Assignment:
When you reach the line in the listing below that contains "Given the photograph below", begin returning lines exactly as written, and stop after the line that contains "Query: truck flatbed railing". Return no other lines.

Records shown:
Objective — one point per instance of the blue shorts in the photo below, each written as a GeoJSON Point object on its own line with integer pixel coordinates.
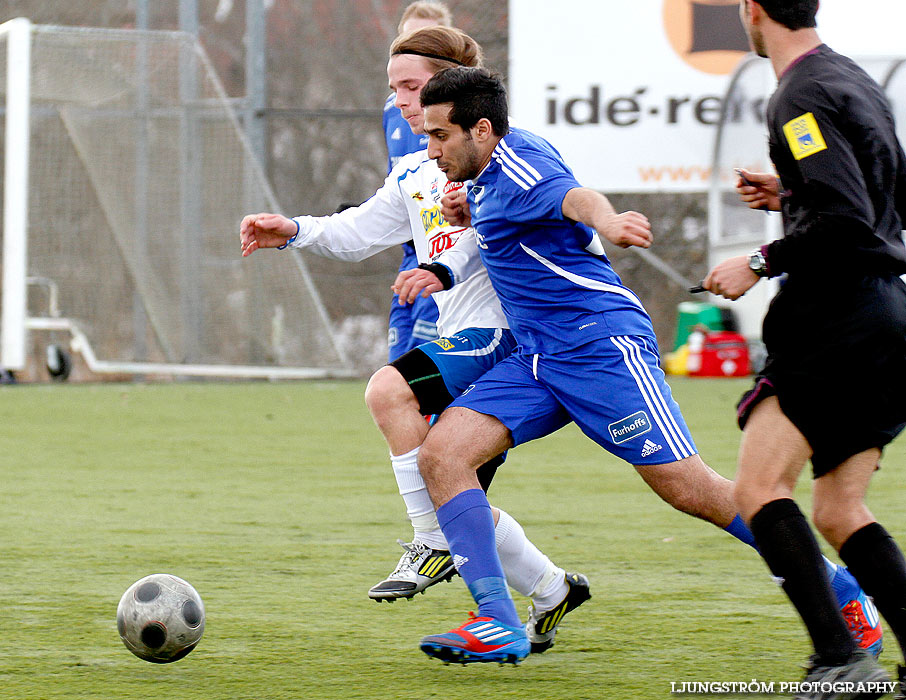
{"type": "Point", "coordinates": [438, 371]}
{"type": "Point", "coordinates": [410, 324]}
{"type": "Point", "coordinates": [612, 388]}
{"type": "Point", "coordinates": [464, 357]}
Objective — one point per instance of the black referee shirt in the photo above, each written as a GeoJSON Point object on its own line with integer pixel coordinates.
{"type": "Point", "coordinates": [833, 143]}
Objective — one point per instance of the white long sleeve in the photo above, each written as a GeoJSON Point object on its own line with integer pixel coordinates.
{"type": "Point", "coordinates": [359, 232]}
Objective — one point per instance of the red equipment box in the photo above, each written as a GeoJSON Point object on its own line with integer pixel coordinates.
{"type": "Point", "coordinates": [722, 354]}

==

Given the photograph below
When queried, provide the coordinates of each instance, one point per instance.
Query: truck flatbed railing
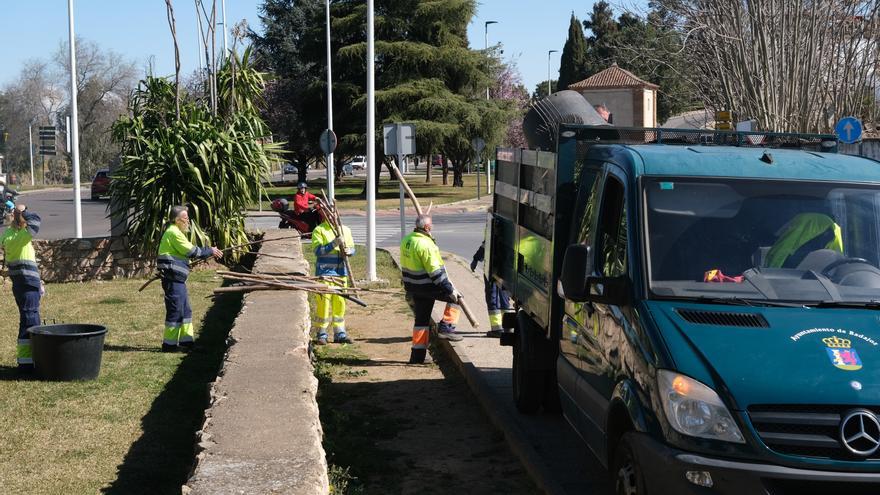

Solution below:
Given the photograph below
When queried, provide the coordinates of each instance, one point per instance.
Query: truck flatbed railing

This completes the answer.